◆ **Dataset extract**:
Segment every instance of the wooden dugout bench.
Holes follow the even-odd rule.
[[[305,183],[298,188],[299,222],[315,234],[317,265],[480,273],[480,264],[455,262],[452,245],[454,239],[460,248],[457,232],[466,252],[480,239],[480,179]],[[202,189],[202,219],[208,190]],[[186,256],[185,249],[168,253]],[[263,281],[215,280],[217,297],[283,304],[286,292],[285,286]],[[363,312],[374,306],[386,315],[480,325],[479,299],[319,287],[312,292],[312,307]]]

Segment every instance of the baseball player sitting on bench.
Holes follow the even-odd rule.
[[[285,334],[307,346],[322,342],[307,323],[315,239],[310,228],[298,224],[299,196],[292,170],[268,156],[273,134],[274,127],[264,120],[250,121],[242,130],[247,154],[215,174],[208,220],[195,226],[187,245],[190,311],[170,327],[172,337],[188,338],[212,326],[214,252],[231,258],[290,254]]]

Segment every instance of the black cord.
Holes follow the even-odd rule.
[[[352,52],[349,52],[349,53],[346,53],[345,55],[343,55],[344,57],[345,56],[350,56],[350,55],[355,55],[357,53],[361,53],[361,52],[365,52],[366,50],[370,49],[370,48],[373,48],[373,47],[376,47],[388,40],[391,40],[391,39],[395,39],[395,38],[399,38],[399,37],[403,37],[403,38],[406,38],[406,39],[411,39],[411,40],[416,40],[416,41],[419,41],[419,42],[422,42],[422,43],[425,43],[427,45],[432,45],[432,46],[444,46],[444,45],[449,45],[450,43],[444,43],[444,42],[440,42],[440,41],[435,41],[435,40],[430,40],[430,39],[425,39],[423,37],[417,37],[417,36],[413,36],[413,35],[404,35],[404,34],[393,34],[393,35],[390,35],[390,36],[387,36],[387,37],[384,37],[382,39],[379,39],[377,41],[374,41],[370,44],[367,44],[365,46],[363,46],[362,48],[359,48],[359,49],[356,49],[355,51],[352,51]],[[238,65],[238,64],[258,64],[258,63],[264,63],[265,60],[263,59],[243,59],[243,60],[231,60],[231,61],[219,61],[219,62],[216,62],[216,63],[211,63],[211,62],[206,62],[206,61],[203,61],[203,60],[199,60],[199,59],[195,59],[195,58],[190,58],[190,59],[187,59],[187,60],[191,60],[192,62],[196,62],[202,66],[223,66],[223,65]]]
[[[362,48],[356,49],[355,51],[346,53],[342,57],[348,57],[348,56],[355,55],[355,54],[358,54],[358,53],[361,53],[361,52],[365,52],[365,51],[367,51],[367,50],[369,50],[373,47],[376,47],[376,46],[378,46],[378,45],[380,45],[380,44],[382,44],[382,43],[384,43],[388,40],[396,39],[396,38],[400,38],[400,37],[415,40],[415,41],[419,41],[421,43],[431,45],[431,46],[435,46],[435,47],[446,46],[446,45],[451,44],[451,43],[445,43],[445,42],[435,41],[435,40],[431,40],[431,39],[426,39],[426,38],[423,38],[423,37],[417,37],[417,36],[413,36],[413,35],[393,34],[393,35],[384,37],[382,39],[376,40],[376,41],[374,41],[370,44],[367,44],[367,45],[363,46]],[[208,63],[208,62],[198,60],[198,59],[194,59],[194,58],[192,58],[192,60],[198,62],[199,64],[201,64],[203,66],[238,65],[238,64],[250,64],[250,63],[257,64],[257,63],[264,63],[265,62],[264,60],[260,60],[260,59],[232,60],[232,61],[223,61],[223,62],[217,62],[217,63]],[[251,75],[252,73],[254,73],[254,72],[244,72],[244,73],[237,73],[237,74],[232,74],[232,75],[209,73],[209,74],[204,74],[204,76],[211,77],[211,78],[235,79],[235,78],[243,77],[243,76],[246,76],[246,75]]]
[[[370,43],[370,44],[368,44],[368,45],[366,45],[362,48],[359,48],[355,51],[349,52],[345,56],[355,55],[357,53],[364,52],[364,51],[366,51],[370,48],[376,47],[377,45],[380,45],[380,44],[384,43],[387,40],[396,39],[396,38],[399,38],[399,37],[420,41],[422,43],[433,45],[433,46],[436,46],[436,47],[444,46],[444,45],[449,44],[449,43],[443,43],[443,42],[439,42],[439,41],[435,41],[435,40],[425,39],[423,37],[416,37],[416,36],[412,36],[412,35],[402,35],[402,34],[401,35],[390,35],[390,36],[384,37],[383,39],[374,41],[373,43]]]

◆ **Work to be completed**: Where the word "bench" shows up in a line of the entries above, copy that line.

◆ **Answer box**:
Segment every instance of the wooden dugout bench.
Segment every instance of the baseball player sitting on bench.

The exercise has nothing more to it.